═════ Text excerpt

In addition, to further analyze the observers’ recorded material a division of main and complementary work phases was conducted (see Björheden 1991). Work phases 2, 3 and 4 were the main work phases repeated for each tree, while phases 1, 5, 6 and 7 were defined as complementary work phases. Generally, the complementary work phases are more difficult to identify and record compared to the main work phases; furthermore, the complementary phases where not conducted on each tree.

Time consumption data comprising of two main work phases (felling and processing) – recorded using an automated data logger (PlusCan from Plustech Ltd.) (Figure 3) – was used as reference data in this study. The definitions of the starting and ending points of the felling work phase and processing work phase were identical to the respective definitions of the manual time study. The timing accuracy of the PlusCan device is a thousandth part of a second.

══════════
═════ Recorded information

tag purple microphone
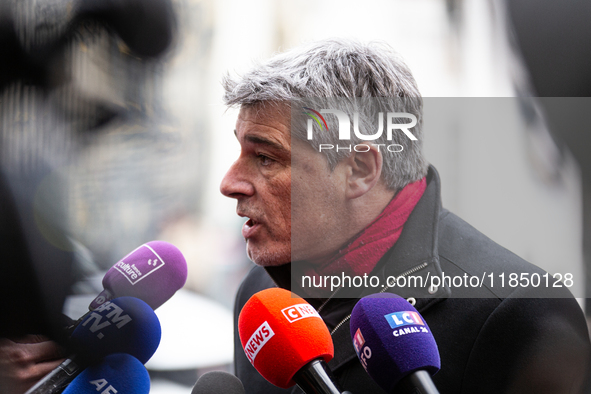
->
[88,241,187,310]
[350,293,441,394]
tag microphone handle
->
[25,356,84,394]
[293,359,350,394]
[396,370,439,394]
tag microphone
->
[350,293,441,394]
[88,241,187,311]
[25,297,162,394]
[191,371,245,394]
[65,241,187,334]
[238,288,350,394]
[62,353,150,394]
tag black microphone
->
[350,293,441,394]
[25,297,162,394]
[191,371,245,394]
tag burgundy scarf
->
[307,178,427,276]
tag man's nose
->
[220,160,254,199]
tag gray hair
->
[222,39,428,190]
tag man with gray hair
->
[221,40,589,393]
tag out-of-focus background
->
[0,0,590,394]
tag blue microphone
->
[62,353,150,394]
[25,297,161,394]
[350,293,441,394]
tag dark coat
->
[234,168,591,394]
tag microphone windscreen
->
[238,288,334,388]
[191,371,244,394]
[72,297,161,364]
[62,353,150,394]
[350,293,441,392]
[89,241,187,310]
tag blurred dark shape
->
[505,0,591,316]
[72,0,175,57]
[0,0,175,341]
[0,0,176,89]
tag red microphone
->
[238,288,342,394]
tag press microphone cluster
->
[350,293,441,394]
[26,297,161,394]
[67,241,187,333]
[238,288,352,394]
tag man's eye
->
[257,154,274,166]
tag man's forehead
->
[234,106,291,149]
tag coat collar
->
[265,166,451,371]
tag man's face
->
[220,105,344,266]
[220,106,291,266]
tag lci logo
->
[303,107,417,152]
[281,304,321,323]
[353,328,365,355]
[384,311,425,328]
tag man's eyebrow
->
[244,135,289,152]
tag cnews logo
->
[384,311,425,328]
[244,321,275,364]
[281,304,321,323]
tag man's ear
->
[346,144,382,199]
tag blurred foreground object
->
[0,0,175,340]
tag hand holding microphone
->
[26,297,161,394]
[238,288,352,394]
[350,293,441,394]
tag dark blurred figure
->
[0,0,175,394]
[505,0,591,316]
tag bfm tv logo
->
[303,107,417,152]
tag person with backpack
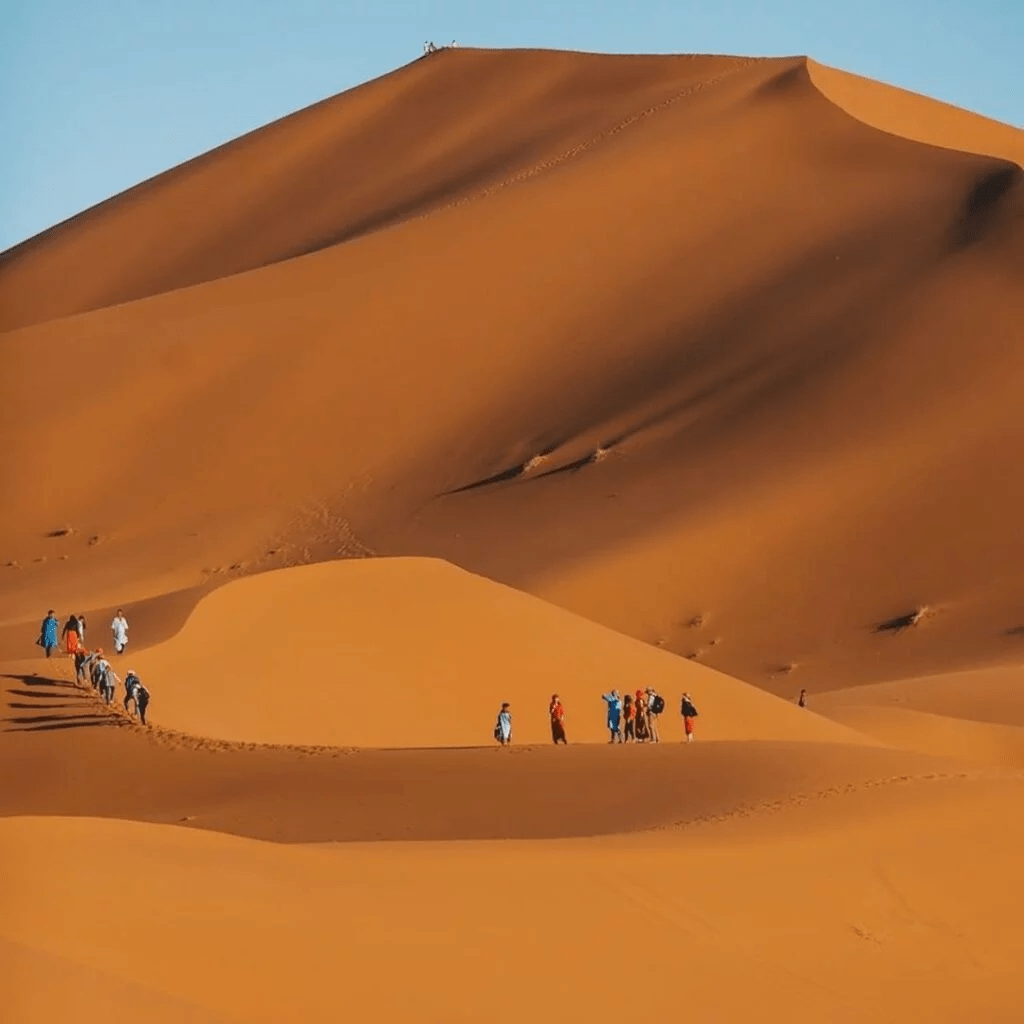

══════════

▶ _Required tasks_
A) Which work phases does the time study text define as complementary?
B) According to the time study text, why was the observers' recorded material divided into main and complementary work phases?
Rely on the text alone, not on the listing.

▶ _Answer set_
A) Phases 1, 5, 6 and 7.

B) The division was made to further analyze the observers' recorded material.